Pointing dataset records
# # # # # # #
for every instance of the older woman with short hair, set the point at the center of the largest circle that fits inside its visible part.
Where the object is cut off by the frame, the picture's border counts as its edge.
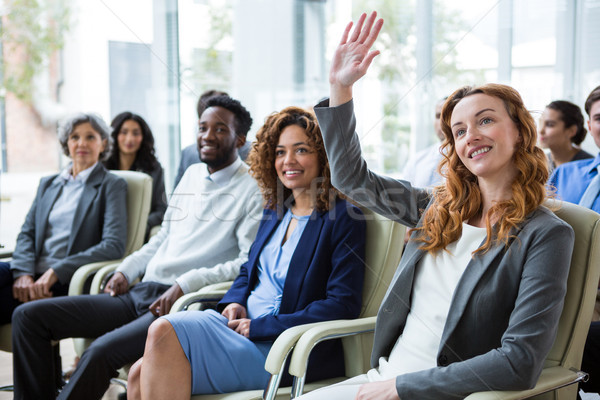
(78, 217)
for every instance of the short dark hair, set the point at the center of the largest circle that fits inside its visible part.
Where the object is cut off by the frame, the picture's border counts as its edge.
(593, 97)
(570, 115)
(201, 105)
(243, 120)
(69, 124)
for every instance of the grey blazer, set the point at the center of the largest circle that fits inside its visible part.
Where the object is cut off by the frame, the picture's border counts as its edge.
(99, 229)
(504, 314)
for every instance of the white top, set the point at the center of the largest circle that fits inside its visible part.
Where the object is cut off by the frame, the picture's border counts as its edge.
(60, 219)
(273, 264)
(436, 278)
(421, 168)
(207, 231)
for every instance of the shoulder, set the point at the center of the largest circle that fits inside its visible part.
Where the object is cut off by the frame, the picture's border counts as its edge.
(243, 175)
(574, 167)
(544, 222)
(344, 213)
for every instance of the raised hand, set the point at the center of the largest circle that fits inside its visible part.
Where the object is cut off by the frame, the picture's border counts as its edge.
(353, 57)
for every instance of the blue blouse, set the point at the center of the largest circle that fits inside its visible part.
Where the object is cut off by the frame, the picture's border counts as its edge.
(273, 264)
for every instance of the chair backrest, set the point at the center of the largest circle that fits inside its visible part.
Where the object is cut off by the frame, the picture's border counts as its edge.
(384, 244)
(582, 286)
(139, 199)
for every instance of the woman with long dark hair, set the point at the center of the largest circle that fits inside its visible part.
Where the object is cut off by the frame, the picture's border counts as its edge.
(134, 151)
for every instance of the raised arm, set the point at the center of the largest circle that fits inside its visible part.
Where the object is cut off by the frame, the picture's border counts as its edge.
(353, 57)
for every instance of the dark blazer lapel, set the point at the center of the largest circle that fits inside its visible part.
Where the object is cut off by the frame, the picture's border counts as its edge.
(259, 243)
(88, 195)
(466, 286)
(46, 203)
(300, 261)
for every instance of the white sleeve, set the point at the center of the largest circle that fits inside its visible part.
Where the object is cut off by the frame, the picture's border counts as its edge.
(229, 270)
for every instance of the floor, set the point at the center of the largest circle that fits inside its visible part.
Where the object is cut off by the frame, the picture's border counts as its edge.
(68, 354)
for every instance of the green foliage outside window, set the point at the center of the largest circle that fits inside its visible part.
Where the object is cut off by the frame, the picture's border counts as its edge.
(32, 31)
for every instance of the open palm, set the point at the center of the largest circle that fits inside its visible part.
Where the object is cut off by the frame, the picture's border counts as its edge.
(353, 57)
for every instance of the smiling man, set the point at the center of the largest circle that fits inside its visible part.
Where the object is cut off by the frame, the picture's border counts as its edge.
(206, 234)
(578, 181)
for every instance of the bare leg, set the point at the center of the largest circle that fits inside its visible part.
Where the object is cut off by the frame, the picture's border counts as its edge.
(133, 381)
(165, 372)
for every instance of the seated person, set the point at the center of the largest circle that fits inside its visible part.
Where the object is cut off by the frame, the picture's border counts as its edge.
(476, 300)
(421, 168)
(579, 181)
(78, 217)
(134, 151)
(190, 155)
(304, 266)
(562, 131)
(210, 223)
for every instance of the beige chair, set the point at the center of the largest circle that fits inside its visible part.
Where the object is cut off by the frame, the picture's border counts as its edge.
(385, 240)
(562, 364)
(139, 197)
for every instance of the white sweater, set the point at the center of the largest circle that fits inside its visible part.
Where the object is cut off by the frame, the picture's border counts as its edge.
(206, 233)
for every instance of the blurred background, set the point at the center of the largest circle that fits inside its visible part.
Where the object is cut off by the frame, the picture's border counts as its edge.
(156, 57)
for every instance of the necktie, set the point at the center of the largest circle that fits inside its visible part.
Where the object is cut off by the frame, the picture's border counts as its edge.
(592, 191)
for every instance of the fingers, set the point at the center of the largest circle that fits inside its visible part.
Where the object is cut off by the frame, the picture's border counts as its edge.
(346, 32)
(357, 29)
(364, 33)
(370, 39)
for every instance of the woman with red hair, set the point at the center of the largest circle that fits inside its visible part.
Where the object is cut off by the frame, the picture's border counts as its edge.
(476, 299)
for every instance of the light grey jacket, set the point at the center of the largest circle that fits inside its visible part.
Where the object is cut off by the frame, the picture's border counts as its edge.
(504, 314)
(99, 229)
# # # # # # #
-- To do --
Retype all of the entries exactly as written, leaving out any images.

-- Correct output --
for every instance of the older woman with short hair, set the point at the center of the largest circle that fits inside its visible part.
Where the object is cut off by the frame, the picture's border counts as its edge.
(78, 217)
for every instance of the short dark hair, set the point at the center of the largest circle that fits inside its visible part.
Where the object is cut off by the frame, the picture's border counts as its edge.
(593, 97)
(570, 115)
(201, 105)
(243, 120)
(69, 124)
for every instance of the grey blazer, set the point at the center of the largest circle that fits inside its visible part.
Where the object is cut off by the frame, the picture's border counts as its edge.
(99, 229)
(504, 314)
for every instance of the white top, set the point at the center of the largest circle that fits inside its visible part.
Where the object is cut off by the frame, the picture's border counts as its edge.
(60, 219)
(273, 264)
(436, 278)
(421, 168)
(207, 231)
for every instance of the shoulder, set the point at the center of the largest circle that fits inside its visible part.
Where the object is cut off by the frame, the picture's border counts as its edge.
(243, 175)
(574, 167)
(544, 222)
(344, 213)
for every instance of the raised hand, set the point at the center of the largest circle that fits inside its visible part.
Where the object is cut off by the frame, the picture's border counts as its edge.
(353, 57)
for every instance of the blue blouse, set the point at the center of the largest circle that fits inside its visible part.
Where the object is cut off by the frame, the picture's border counts as its edge.
(273, 264)
for every instance of the chair backrest, set the point at the center of the largest circle that fits inside its visible part.
Where the object is cut off by the frame, the picture's border counts as its edge.
(384, 244)
(582, 286)
(139, 199)
for every instance of the woman with long dark hair, set the point at the center of the largest circle that fits inside its visible part.
Where the object is cut off by the frame, the picture's border counts as its edge.
(134, 151)
for every instance of the raised arm, set the point at the center of the largest circle that fits inside its visible part.
Where the object is cut off by the frame, the picture's border counts as its edge.
(353, 57)
for every instance of the dark blazer lapel, set the point at the center of the largest circle that fits inside its visible part.
Where the object is cut off by the frame, the picture's border counts as its edge.
(259, 243)
(88, 195)
(466, 286)
(46, 203)
(300, 261)
for every instance of the white sleeve, set the point at the center of the largest circle that fits inside its visible part.
Where the object is cut off by the frame, the picture's border counts as its edge.
(229, 270)
for every instance of the floor, set the point at the center of the largest circle that fits inside its visible part.
Where the object is cut off by the frame, the picture's border counts as its edge.
(68, 354)
for every instance of the green foliage outside window, set the point at the center of the largest circle that fits inside its visible part.
Where the object is cut off by the frame, the picture's border counts as its edge.
(32, 31)
for every instance of the open palm, set the point at the center of the largest circle that fits inside its visible part.
Where the object is cut off by the frame, the picture's border counts as its edge.
(353, 57)
for every instance of the smiling man, set the point at the center of the largest circle that fits inside its visible part.
Where the object is cut off by the frame, the picture's border counts as its edge.
(206, 234)
(578, 181)
for every instance of the bare leg, set the point at the center of the largest circle that fits inside its visible part.
Where the object is cut off by the frame, the picture's border counts as its edge.
(133, 381)
(165, 372)
for every instance of the seated person, set the point at the center of the largest circle that fits inside its visible part.
Where the object is cut off by the frame, the picture's border counts as its edge.
(476, 300)
(421, 168)
(579, 181)
(78, 217)
(134, 151)
(190, 155)
(304, 266)
(562, 131)
(210, 223)
for every instance of the beige chair, set the point at the center of the largest circle that fits inside its visible part.
Where the object is cut off by the frame, the picture's border counts as its edge.
(385, 240)
(562, 364)
(139, 197)
for every instance of the white sweater, set the point at the center of the largest circle that fits inside its visible part.
Where the object is cut off by the frame, the picture's border counts as its edge.
(206, 233)
for every instance of the blurred background, set the point at the center of the largest circle that fits inside its visible part.
Where the object is cut off by the frame, the picture's border counts as its edge.
(156, 57)
for every instance of the necktie, set the point at the center of the largest circle that fits inside its visible part.
Where the object is cut off by the frame, the picture's border counts as its edge.
(592, 191)
for every instance of the fingers, set the point at the center of the largest circle that fits inside its visible part.
Where the object is cut off by the frame, the picture's border counts as its edge.
(346, 32)
(357, 29)
(364, 33)
(370, 39)
for every instance of the woman with red hair, set the point at the center of the largest circle that fits inside its visible part.
Where the object is cut off by the frame, the picture's border counts as its edge.
(476, 299)
for every instance of the light grey jacket, set the point at the center of the largest circle that fits inside its visible part.
Where the object is cut off by the frame, the picture's border counts as its edge.
(504, 314)
(99, 229)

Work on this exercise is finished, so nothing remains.